§ **Exercise prompt**:
Each line from the one containing "Note for the class: annotate every instance of the blurred" to the end of the entries below is to be set down exactly; the pictures are not.

**** Given information ****

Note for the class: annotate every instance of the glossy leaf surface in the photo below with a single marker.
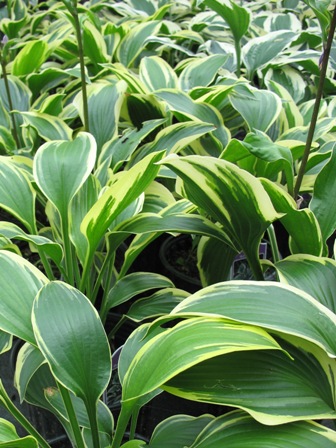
(324, 192)
(239, 430)
(269, 305)
(16, 297)
(220, 189)
(188, 343)
(17, 195)
(74, 341)
(60, 168)
(314, 275)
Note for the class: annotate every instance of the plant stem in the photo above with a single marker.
(67, 250)
(238, 56)
(273, 243)
(82, 69)
(122, 422)
(93, 425)
(46, 265)
(10, 103)
(134, 421)
(7, 403)
(121, 321)
(71, 415)
(311, 130)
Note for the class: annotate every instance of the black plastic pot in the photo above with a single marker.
(178, 261)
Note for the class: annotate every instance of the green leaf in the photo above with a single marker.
(251, 104)
(16, 297)
(50, 248)
(81, 203)
(5, 342)
(314, 275)
(10, 439)
(61, 167)
(273, 387)
(116, 198)
(176, 137)
(259, 51)
(324, 191)
(133, 284)
(290, 115)
(269, 305)
(214, 260)
(121, 148)
(178, 430)
(105, 418)
(182, 103)
(320, 8)
(20, 95)
(237, 17)
(156, 73)
(200, 72)
(47, 126)
(273, 158)
(73, 341)
(94, 44)
(231, 196)
(237, 429)
(17, 195)
(104, 104)
(302, 225)
(185, 345)
(30, 58)
(29, 360)
(158, 304)
(135, 40)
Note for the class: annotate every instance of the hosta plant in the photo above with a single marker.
(241, 344)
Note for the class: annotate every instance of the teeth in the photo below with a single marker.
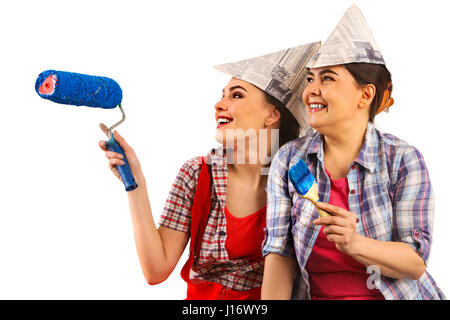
(223, 120)
(317, 106)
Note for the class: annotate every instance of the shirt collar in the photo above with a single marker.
(367, 157)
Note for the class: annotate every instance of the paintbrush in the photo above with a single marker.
(305, 184)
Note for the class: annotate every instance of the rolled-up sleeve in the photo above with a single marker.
(177, 211)
(278, 235)
(413, 203)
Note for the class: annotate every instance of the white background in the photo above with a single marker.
(65, 229)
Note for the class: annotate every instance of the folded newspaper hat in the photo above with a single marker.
(281, 74)
(351, 41)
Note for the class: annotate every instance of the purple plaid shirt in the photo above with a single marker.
(390, 193)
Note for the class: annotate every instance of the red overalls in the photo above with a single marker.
(204, 290)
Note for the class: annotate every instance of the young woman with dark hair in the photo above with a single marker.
(376, 242)
(219, 204)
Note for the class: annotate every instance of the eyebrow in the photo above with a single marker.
(234, 87)
(323, 72)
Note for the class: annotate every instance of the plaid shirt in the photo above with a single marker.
(390, 192)
(213, 263)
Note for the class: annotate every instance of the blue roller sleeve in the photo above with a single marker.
(78, 89)
(124, 171)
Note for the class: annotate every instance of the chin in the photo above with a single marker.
(220, 137)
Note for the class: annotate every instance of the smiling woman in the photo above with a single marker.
(216, 201)
(375, 187)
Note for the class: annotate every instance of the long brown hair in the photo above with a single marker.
(376, 74)
(289, 127)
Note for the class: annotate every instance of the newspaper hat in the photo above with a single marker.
(281, 74)
(351, 41)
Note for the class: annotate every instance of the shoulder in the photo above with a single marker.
(298, 147)
(398, 150)
(291, 152)
(404, 161)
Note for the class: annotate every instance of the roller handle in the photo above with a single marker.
(124, 171)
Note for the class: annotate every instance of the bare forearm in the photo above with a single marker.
(148, 240)
(279, 276)
(395, 259)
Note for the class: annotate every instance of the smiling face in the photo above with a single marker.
(243, 106)
(334, 99)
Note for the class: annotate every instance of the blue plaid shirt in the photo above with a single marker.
(390, 193)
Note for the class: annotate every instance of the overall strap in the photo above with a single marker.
(200, 211)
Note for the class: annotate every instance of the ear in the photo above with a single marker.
(273, 117)
(368, 93)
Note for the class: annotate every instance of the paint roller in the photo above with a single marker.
(90, 91)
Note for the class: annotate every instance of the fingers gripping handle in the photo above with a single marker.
(124, 171)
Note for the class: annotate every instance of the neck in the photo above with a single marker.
(250, 173)
(342, 147)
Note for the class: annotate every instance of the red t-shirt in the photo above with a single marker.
(244, 241)
(245, 235)
(333, 275)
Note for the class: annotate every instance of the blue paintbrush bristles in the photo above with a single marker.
(301, 177)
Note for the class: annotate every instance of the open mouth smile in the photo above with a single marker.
(223, 121)
(315, 107)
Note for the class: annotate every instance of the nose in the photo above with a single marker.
(312, 89)
(221, 105)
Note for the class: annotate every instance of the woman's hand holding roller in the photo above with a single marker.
(115, 159)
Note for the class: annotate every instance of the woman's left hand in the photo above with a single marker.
(340, 227)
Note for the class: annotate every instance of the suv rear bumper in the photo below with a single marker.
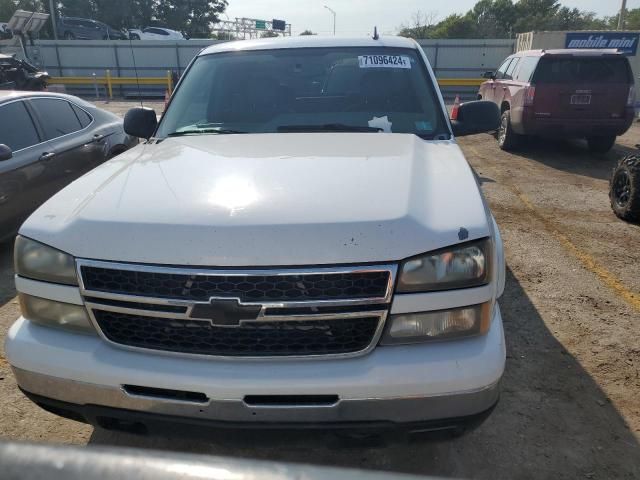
(524, 122)
(391, 385)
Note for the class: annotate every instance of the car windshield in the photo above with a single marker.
(310, 89)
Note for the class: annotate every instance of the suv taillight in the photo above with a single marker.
(631, 98)
(529, 95)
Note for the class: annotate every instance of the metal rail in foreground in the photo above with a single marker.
(109, 81)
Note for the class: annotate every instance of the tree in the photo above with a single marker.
(506, 18)
(8, 7)
(455, 26)
(195, 17)
(420, 26)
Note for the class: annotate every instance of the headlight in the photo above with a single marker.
(39, 262)
(51, 313)
(456, 267)
(444, 324)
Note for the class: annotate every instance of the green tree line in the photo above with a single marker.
(506, 18)
(193, 17)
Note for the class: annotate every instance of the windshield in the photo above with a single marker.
(311, 89)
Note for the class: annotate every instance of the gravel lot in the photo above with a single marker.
(570, 404)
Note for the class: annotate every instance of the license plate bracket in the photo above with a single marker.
(580, 99)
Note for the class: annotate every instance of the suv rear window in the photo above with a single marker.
(583, 70)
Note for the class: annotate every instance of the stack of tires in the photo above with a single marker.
(624, 191)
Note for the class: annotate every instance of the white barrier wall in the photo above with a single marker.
(466, 58)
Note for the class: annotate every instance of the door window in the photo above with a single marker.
(527, 66)
(17, 130)
(512, 66)
(503, 68)
(84, 117)
(56, 116)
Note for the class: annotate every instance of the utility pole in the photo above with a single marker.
(623, 11)
(334, 18)
(52, 11)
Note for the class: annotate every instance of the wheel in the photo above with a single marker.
(507, 138)
(601, 144)
(624, 191)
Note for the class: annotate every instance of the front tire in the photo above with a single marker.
(601, 144)
(507, 139)
(624, 189)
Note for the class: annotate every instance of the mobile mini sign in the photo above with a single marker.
(626, 43)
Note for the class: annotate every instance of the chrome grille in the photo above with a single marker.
(293, 312)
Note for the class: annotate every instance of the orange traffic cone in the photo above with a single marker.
(456, 107)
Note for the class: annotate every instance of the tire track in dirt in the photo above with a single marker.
(590, 263)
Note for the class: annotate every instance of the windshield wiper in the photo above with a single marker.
(327, 127)
(221, 131)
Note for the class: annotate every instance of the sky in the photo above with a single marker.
(358, 17)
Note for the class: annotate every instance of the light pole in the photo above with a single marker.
(334, 18)
(623, 10)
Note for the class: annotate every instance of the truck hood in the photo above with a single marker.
(268, 200)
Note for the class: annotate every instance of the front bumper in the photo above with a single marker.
(393, 385)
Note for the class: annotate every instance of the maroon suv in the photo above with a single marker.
(563, 93)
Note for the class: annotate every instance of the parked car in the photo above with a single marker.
(47, 141)
(272, 255)
(624, 188)
(155, 33)
(563, 93)
(21, 75)
(74, 28)
(5, 31)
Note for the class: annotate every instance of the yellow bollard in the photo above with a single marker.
(109, 85)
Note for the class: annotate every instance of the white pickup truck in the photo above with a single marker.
(299, 242)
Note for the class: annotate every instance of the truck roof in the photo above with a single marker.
(310, 42)
(576, 52)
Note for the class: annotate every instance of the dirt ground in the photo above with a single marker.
(570, 405)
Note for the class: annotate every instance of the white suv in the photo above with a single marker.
(299, 242)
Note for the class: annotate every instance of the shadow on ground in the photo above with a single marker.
(553, 421)
(7, 284)
(572, 156)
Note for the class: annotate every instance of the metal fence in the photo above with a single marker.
(450, 59)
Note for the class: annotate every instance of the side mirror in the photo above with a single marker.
(5, 152)
(480, 116)
(140, 122)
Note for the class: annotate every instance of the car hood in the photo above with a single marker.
(267, 200)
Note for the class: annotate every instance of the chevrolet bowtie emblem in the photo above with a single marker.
(226, 312)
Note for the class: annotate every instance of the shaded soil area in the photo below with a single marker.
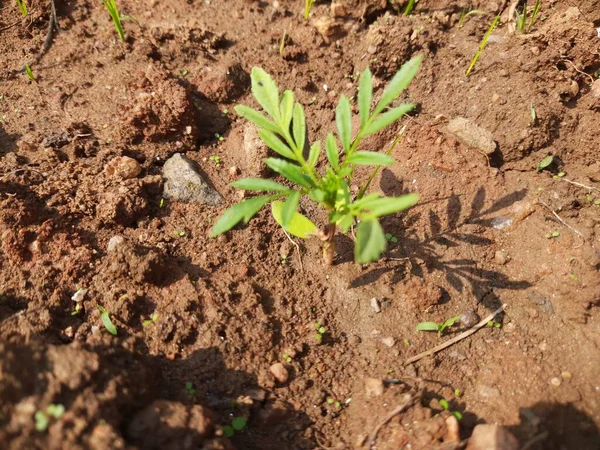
(201, 322)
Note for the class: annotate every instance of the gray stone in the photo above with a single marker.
(184, 182)
(472, 135)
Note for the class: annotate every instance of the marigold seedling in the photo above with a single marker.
(482, 44)
(439, 327)
(113, 11)
(285, 133)
(105, 317)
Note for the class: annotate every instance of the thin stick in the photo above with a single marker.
(456, 339)
(297, 248)
(562, 221)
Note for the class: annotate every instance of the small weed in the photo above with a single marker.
(464, 15)
(153, 319)
(42, 418)
(482, 44)
(439, 327)
(546, 162)
(113, 11)
(22, 5)
(446, 407)
(521, 17)
(321, 330)
(189, 388)
(307, 5)
(29, 72)
(105, 317)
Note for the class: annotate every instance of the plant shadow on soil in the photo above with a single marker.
(416, 254)
(115, 385)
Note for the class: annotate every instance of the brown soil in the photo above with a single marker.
(228, 308)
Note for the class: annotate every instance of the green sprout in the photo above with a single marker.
(286, 135)
(521, 17)
(29, 72)
(105, 317)
(482, 45)
(22, 5)
(42, 418)
(439, 327)
(113, 11)
(547, 161)
(465, 14)
(446, 407)
(189, 387)
(307, 5)
(153, 319)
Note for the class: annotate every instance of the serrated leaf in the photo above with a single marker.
(240, 211)
(343, 120)
(276, 144)
(290, 171)
(299, 226)
(266, 92)
(289, 208)
(331, 150)
(258, 184)
(364, 158)
(387, 118)
(313, 155)
(370, 241)
(286, 108)
(299, 127)
(390, 205)
(256, 117)
(365, 95)
(427, 326)
(399, 82)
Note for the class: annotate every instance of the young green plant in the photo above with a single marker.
(113, 11)
(285, 133)
(439, 327)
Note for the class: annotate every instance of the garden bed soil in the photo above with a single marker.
(487, 231)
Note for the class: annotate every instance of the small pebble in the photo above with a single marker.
(279, 372)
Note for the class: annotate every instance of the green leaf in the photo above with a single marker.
(289, 208)
(387, 118)
(276, 144)
(545, 162)
(240, 211)
(286, 107)
(370, 241)
(256, 117)
(343, 120)
(364, 158)
(315, 152)
(290, 171)
(239, 423)
(299, 226)
(365, 96)
(299, 127)
(258, 184)
(105, 318)
(331, 150)
(399, 82)
(390, 205)
(427, 326)
(266, 92)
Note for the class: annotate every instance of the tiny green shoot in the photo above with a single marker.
(22, 5)
(113, 11)
(105, 317)
(482, 45)
(547, 161)
(439, 327)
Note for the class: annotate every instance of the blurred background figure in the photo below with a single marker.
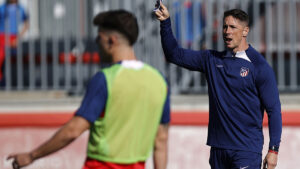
(12, 14)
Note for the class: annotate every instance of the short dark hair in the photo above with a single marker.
(238, 14)
(121, 21)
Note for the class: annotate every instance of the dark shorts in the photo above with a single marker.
(234, 159)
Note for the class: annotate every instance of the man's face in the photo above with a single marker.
(102, 41)
(233, 30)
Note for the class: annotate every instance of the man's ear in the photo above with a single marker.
(245, 31)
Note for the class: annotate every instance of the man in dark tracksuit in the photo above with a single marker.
(241, 85)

****

§ **Result for this exercise**:
Note for the class: annotate every instance of the blurred background figure in the photo below with a single marker.
(12, 14)
Note for the class: annotate every instance of the short dark hair in the photo above with a single marker.
(238, 14)
(121, 21)
Note for the class: annotate every instance of the dark shorts in the photo above with a single marker.
(234, 159)
Note for the class: annotate every instance of the man's face in the photo above with a single marker.
(102, 41)
(233, 30)
Note for the class: annotate every instance of the man's ear in the photo above with a single marker.
(245, 31)
Note for the class: annotate every instance of the man in dark tracksuit in the photo above with a single marker.
(241, 85)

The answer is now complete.